• _Excerpted records_:
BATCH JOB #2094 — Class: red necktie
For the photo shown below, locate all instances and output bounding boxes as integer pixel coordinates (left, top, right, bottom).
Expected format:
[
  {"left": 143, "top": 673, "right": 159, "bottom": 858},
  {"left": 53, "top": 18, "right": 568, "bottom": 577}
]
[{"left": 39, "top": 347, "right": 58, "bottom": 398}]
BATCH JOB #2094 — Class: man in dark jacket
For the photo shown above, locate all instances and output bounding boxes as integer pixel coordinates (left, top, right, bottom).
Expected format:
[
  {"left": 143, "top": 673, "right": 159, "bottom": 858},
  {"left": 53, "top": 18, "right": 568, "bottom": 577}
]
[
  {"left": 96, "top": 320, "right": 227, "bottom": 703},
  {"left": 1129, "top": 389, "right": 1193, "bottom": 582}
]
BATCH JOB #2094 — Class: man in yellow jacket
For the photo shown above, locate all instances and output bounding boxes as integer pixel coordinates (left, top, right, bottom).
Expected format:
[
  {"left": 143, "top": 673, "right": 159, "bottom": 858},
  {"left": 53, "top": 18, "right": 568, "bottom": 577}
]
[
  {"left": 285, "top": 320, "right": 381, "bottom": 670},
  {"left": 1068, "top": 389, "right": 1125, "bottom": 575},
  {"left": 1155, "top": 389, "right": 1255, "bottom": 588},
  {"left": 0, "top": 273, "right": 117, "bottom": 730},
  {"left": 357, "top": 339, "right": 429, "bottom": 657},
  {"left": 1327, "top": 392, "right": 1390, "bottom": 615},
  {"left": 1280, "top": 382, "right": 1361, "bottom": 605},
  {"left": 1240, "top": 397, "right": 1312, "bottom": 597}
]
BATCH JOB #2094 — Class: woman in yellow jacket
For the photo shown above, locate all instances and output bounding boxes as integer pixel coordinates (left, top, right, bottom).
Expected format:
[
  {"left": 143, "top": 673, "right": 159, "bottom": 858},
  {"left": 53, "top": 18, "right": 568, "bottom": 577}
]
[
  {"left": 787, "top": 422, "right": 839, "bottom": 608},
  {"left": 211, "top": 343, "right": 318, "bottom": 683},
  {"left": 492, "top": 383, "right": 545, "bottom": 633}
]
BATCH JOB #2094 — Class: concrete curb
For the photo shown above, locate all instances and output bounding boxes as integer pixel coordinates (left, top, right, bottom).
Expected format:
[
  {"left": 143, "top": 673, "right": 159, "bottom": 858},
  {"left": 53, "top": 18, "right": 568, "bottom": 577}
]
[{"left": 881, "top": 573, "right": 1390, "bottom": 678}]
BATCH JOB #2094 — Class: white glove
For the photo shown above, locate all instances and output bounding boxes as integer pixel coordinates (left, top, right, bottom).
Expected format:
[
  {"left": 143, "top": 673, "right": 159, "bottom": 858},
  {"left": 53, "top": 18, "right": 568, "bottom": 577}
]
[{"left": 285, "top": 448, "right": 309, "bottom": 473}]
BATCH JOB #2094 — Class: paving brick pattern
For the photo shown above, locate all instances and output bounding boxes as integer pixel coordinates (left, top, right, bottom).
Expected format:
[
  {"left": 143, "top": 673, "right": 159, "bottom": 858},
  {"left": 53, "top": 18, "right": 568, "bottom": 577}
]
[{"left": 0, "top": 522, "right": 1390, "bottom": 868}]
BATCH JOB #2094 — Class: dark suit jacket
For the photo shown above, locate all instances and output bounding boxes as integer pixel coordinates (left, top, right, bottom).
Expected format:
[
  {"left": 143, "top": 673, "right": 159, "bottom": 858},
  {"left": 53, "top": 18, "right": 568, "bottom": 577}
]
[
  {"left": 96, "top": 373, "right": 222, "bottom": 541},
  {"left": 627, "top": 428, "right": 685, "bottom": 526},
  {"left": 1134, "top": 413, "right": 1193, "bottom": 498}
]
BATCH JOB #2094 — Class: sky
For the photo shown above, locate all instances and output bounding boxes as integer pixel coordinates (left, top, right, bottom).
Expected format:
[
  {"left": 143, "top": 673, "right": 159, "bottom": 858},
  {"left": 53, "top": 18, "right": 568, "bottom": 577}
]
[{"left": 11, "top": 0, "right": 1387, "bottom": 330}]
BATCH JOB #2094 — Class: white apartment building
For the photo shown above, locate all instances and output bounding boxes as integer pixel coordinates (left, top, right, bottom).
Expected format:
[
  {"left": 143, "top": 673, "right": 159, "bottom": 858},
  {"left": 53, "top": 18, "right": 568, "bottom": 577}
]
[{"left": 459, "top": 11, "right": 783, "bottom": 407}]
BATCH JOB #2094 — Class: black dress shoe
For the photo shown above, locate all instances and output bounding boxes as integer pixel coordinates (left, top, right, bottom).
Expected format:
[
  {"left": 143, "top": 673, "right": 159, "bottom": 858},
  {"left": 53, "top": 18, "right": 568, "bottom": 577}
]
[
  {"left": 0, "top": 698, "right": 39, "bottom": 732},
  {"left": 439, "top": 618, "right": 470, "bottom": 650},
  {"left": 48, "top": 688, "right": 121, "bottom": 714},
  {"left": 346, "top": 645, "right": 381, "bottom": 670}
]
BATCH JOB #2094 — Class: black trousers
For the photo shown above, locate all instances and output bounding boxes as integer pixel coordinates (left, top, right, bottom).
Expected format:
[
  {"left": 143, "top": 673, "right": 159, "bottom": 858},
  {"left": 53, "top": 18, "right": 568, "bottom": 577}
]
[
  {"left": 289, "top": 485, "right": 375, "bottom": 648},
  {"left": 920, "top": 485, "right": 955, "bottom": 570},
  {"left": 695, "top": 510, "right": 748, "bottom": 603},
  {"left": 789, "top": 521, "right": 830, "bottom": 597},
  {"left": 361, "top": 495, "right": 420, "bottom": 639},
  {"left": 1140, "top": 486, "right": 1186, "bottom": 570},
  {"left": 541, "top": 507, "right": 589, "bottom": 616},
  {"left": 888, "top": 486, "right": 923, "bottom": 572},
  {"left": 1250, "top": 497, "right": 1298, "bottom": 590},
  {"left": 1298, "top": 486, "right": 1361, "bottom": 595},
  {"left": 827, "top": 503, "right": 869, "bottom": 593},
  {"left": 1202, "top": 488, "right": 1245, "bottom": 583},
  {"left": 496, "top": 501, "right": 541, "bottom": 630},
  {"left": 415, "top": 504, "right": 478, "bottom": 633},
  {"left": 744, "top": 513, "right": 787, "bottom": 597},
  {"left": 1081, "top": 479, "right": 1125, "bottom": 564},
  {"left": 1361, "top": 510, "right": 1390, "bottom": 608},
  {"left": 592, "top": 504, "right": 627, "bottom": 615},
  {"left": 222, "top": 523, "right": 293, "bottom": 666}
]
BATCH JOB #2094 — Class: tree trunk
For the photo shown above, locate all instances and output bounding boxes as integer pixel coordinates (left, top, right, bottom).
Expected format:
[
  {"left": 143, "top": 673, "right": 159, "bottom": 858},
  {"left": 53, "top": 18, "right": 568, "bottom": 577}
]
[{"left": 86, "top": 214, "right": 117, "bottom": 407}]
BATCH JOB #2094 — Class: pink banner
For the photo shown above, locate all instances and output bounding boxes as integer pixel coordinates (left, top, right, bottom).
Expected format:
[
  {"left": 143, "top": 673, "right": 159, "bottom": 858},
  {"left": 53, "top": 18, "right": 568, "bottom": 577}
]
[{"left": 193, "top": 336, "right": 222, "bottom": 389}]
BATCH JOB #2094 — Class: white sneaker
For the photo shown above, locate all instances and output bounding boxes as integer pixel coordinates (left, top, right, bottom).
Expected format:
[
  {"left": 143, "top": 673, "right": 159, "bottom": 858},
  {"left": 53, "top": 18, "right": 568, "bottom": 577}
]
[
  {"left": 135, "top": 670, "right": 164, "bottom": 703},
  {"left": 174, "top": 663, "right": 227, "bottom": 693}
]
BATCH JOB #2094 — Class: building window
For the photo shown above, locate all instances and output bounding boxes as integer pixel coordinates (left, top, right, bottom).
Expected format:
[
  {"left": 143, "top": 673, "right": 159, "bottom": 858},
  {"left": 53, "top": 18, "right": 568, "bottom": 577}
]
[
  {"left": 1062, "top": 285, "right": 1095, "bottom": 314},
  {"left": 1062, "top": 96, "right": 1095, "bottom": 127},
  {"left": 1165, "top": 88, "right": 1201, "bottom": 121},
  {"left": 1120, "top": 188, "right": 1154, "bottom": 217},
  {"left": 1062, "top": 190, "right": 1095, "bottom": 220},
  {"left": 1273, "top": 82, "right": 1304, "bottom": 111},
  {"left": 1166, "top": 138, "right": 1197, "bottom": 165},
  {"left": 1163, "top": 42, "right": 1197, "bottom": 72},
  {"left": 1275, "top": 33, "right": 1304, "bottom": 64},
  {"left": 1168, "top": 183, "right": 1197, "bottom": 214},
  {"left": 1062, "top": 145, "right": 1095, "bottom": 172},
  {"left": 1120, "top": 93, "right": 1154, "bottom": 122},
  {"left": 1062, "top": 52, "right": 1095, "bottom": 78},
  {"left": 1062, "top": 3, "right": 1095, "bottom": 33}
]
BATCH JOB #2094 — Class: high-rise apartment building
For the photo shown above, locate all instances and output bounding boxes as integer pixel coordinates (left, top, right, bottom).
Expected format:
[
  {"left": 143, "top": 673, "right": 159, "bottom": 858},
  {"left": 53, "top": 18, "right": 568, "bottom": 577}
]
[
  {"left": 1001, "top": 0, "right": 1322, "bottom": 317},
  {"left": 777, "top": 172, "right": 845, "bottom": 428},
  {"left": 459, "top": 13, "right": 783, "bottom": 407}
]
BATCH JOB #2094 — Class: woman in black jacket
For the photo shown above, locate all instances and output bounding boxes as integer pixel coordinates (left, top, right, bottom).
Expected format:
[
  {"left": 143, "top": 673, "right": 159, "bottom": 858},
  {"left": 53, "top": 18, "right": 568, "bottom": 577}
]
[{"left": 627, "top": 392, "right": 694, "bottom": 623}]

• _Instruction_: Return each line of the records above that contains the string "black", copied in full, and treat case as significant.

• _Result for this exercise_:
BATCH JOB #2094 — Class: black dress shoe
BATCH JOB #2094 — Class: black trousers
BATCH JOB #2094 — Class: woman in black jacket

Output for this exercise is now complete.